## Texto de origem:
Juiz em cárcere privado

A Banda Boa do Judiciário. 

A que cumpre com suas obrigações constitucionais. A que não se acumplicia com a bandidagem.

Entrevista com o juiz mais protegido e mais ameaçado do Brasil: Odilon de Oliveira. Ele fala de corrupção e crime organizado, entre outros assuntos.

CORRUPÇÃO GERA DESCRENÇA POPULAR

Entrevista para o jornal O Progresso, de Dourados-MS.


O PROGRESSO - Até que ponto a corrupção pode levar a pessoa a cometer outros crimes?

## Entradas fornecidas:

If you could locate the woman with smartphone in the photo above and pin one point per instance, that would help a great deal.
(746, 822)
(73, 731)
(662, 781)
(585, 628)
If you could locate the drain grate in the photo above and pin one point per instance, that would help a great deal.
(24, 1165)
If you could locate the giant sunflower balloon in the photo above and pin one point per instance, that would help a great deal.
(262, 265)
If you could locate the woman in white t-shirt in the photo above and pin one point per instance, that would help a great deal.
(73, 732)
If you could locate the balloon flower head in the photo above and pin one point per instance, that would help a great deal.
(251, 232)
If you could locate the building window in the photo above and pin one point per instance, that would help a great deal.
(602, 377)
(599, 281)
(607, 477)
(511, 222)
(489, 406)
...
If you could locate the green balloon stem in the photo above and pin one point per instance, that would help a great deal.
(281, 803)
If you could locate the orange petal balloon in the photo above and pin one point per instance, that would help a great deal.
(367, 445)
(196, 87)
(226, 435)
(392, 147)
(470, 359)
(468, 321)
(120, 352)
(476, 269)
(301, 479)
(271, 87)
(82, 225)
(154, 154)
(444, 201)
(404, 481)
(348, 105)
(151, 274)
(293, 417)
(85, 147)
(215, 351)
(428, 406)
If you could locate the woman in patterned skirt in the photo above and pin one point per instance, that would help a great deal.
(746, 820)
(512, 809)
* * *
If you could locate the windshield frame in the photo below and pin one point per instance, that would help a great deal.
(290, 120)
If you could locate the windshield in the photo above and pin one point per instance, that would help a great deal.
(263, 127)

## O que se pede:
1/ Reescreva de forma mais curta o parágrafo do texto da entrevista com o juiz Odilon de Oliveira que começa com "Entrevista com o juiz mais protegido", mantendo seus fatos principais.
2/ Retome o texto da entrevista com o juiz Odilon de Oliveira a partir do ponto em que ele termina.

## Respostas do exercício:
1/ Odilon de Oliveira, o juiz mais protegido e mais ameaçado do Brasil, fala em entrevista sobre corrupção, crime organizado e outros assuntos.

2/
Odilon de Oliveira: Existem dois tipos de corrupção: a ativa, que é praticada pelo particular que dá dinheiro ao servidor público, para obter uma vantagem, e a passiva, caracterizada pela conduta do funcionário que recebe a propina. O servidor recebe para fazer ou deixar de fazer alguma coisa. Logo, além da corrupção, o funcionário comete outros crimes. A prevaricação é o delito que mais está associado à corrupção. É caracterizada quando o servidor deixa de praticar ou retarda ato que constitui dever funcional. O policial que recebe propina para deixar passar uma carga de contrabando comete o crime de facilitação de contrabando ou descaminho. A falsidade ideológica e a documental são outros delitos comumente relacionados à corrupção passiva. Revelação de sigilo funcional frequentemente está vinculada a corrupção. O policial ou servidor que revela, por exemplo, que o telefone de alguém está sendo monitorado, comete esse crime.

Quais os principais efeitos da corrupção?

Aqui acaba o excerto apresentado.